== Source material ==
###

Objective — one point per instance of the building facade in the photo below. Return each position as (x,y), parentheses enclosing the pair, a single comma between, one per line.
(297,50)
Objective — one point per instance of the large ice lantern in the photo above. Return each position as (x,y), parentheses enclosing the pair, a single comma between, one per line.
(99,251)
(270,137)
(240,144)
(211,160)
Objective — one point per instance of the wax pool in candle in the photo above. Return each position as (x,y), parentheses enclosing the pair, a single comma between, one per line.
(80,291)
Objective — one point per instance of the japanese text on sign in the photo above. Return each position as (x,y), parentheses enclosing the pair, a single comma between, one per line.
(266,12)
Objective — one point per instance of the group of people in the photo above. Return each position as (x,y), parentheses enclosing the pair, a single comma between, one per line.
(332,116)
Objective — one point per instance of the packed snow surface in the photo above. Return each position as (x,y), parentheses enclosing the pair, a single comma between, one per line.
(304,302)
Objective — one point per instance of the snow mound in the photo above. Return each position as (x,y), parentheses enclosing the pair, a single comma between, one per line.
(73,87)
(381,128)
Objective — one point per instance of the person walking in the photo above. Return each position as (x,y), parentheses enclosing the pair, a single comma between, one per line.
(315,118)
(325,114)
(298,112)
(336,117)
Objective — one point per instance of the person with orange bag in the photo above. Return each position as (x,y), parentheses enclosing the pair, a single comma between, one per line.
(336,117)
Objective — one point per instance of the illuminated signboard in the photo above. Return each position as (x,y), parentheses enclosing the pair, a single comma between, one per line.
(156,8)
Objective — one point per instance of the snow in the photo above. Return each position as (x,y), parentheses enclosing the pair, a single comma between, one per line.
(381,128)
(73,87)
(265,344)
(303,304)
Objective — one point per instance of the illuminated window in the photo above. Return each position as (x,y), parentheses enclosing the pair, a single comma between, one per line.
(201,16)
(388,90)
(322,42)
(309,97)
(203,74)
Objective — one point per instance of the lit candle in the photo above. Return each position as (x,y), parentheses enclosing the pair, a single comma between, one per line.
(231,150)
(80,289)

###

== The request ==
Recast the stretch of items above, from the line containing "Objective — one point per instance of the illuminated signboard" through the end of the items, as a two-column CSV with the headers item and answer. Give one row per item, put its text and its answer each in a single quoted field, and turn line breaks into spaces.

== Task response ==
item,answer
"Objective — one point per instance of the illuminated signboard in the photo above. Return each position as (x,y), parentheses enclosing the pair, a single comma between, one per line.","(156,8)"
"Objective — one point per instance of the snow in the photo above. Return each position as (x,y), parentheses enclosing the pair, a single comma between, one per line.","(381,128) (73,87) (265,344) (303,304)"
"Objective — one point per instance of the illuminated window in the photo above. Return each position as (x,y), parentheses enclosing the pair, a single comma between, one per line.","(201,16) (388,90) (322,42) (309,97) (203,74)"
"Objective — one point per instance of the lit candle in the photo above. Return each position as (x,y), parentheses enclosing the pair, a single comma between, one per line.","(231,150) (80,289)"